Work to complete
The data below needs to be returned exactly, line for line.

Data for processing

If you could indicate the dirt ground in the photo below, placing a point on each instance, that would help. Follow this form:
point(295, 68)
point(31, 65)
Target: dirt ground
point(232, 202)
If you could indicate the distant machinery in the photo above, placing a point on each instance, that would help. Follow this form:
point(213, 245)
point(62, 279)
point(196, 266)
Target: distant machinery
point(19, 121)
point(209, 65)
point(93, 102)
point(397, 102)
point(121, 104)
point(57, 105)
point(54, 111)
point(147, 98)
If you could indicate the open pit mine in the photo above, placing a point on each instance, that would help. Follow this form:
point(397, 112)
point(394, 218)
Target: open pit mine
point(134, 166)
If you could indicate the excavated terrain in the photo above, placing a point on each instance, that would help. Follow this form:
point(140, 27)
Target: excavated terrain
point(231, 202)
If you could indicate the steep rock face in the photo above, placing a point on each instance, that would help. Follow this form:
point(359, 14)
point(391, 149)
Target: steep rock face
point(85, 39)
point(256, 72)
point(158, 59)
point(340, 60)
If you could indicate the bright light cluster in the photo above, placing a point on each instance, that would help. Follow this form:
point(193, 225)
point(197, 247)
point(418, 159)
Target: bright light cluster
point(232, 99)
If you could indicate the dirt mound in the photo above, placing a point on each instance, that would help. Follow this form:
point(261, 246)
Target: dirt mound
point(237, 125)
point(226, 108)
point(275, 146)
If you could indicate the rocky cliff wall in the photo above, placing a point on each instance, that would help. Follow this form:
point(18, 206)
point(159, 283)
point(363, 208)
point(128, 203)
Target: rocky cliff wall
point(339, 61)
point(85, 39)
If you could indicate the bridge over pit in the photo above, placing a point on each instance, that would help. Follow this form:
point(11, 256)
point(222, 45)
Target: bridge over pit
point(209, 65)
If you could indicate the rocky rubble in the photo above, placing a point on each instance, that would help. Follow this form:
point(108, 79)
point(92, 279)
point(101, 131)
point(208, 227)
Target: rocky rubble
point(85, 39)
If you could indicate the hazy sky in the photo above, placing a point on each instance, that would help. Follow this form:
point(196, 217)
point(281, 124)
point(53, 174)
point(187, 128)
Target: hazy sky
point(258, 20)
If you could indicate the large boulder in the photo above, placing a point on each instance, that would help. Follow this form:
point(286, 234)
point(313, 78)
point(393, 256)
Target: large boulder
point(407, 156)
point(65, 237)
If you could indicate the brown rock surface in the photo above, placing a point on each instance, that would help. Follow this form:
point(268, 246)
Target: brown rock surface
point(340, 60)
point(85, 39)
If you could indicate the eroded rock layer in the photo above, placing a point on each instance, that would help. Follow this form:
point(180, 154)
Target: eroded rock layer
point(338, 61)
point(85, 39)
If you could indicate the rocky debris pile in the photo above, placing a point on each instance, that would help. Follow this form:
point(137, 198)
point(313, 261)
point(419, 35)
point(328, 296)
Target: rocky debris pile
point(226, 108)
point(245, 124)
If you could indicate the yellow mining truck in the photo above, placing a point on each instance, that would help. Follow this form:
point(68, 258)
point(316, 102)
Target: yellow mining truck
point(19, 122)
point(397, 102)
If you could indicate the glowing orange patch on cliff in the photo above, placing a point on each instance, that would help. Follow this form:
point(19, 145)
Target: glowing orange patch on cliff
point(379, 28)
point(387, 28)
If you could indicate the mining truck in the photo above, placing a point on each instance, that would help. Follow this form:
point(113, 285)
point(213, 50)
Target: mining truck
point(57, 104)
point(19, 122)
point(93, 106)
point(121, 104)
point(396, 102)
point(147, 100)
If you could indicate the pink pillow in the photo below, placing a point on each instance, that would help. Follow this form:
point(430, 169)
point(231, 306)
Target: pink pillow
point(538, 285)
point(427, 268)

Task answer
If you could indicate the dirt ground in the photo below, placing a point on each instance, that would help. Follow this form:
point(295, 68)
point(31, 65)
Target: dirt ground
point(232, 202)
If you could indicate the distant machinery in the photo above, placing a point on each instance, that would help. Follow this form:
point(213, 245)
point(62, 279)
point(196, 266)
Target: distant machinery
point(19, 121)
point(209, 65)
point(93, 102)
point(397, 102)
point(121, 104)
point(57, 105)
point(54, 111)
point(147, 98)
If you could indicate the open pit mine in the photo above, placing a point on each instance, that would help. Follow this form:
point(397, 112)
point(394, 218)
Target: open pit mine
point(134, 166)
If you could indicate the excavated terrain in the photo above, placing a point on each instance, that would help. Follow this form:
point(140, 27)
Target: excavated terrain
point(231, 202)
If you could indicate the steep rock face in the photo above, placing a point on each instance, that would help. Follow this form:
point(359, 14)
point(391, 149)
Target: steep rock face
point(85, 39)
point(256, 72)
point(158, 59)
point(340, 60)
If you could indicate the bright light cluster in the photo above, placing a point on each instance, that would help. Follow this form:
point(193, 225)
point(197, 247)
point(418, 159)
Target: bright light cluster
point(232, 99)
If you could indicate the dirt mound in the photo above, placing a point on each instance, that would help. Follow this form:
point(261, 246)
Target: dirt mound
point(237, 125)
point(226, 108)
point(275, 146)
If you could indicate the rocky cliff wall in the photo above, placing a point on each instance, that would help. Follow this form:
point(18, 206)
point(159, 283)
point(363, 208)
point(128, 203)
Target: rocky cliff wall
point(339, 61)
point(85, 39)
If you could indicate the bridge over pit in the photo above, placing a point on each instance, that would help. Follow this form:
point(11, 256)
point(222, 45)
Target: bridge over pit
point(209, 65)
If you could indicate the rocky rubble in the photo above, placing a point on each instance, that would help. Follow this form:
point(108, 79)
point(92, 279)
point(101, 131)
point(208, 227)
Target: rocky rubble
point(85, 39)
If you could indicate the hazy sky in the photo above, placing a point on each instance, that would help. Follow this form:
point(196, 217)
point(281, 124)
point(53, 174)
point(187, 128)
Target: hazy sky
point(258, 20)
If you could indicate the large boulder in the photo above, placing a point on each instance, that would help. Follow this form:
point(286, 234)
point(313, 78)
point(393, 256)
Target: large boulder
point(407, 156)
point(65, 237)
If you could indicate the brown rock surface in the photo above, placing a point on each instance, that would help. Follow this form:
point(268, 246)
Target: brown rock surface
point(340, 60)
point(85, 39)
If you could indicate the eroded rock layer in the photo above, placing a point on each instance, that would help. Follow this form:
point(180, 154)
Target: eroded rock layer
point(338, 61)
point(85, 39)
If you could indicate the rocky debris pile in the photo above, placing a point on each instance, that would help. Follow this form:
point(137, 198)
point(313, 261)
point(419, 35)
point(328, 296)
Target: rocky debris pile
point(226, 108)
point(245, 124)
If you could indicate the yellow mining truck in the photo above, placing a point on each instance, that would help. Follow this form:
point(68, 258)
point(316, 102)
Target: yellow mining truck
point(19, 122)
point(397, 102)
If you could indicate the glowing orange patch on cliff in the photo above, placing a point on each instance, that would help. Follow this form:
point(19, 145)
Target: glowing orange patch on cliff
point(379, 28)
point(387, 28)
If you could indicate the mining truck in the photo above, placing a point on each instance, that would help. Follow this form:
point(113, 285)
point(213, 50)
Target: mining truck
point(57, 104)
point(19, 122)
point(93, 106)
point(121, 104)
point(396, 102)
point(147, 100)
If you could indicate the pink pillow in the photo below, placing a point on each instance, that would help. Follow this form:
point(430, 169)
point(231, 306)
Target: pink pillow
point(538, 285)
point(427, 268)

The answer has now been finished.